Aim: Reproduce the material below line for line, without altering anything.

START Dataset

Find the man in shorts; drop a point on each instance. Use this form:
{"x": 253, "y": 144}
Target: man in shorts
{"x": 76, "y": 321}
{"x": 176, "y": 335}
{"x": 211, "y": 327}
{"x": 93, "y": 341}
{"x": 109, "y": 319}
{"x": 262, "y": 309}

END Dataset

Result of the exercise:
Find the man in shorts; drop a point on each instance. Use this form:
{"x": 253, "y": 144}
Target: man in shorts
{"x": 76, "y": 321}
{"x": 176, "y": 335}
{"x": 211, "y": 327}
{"x": 93, "y": 341}
{"x": 109, "y": 319}
{"x": 262, "y": 309}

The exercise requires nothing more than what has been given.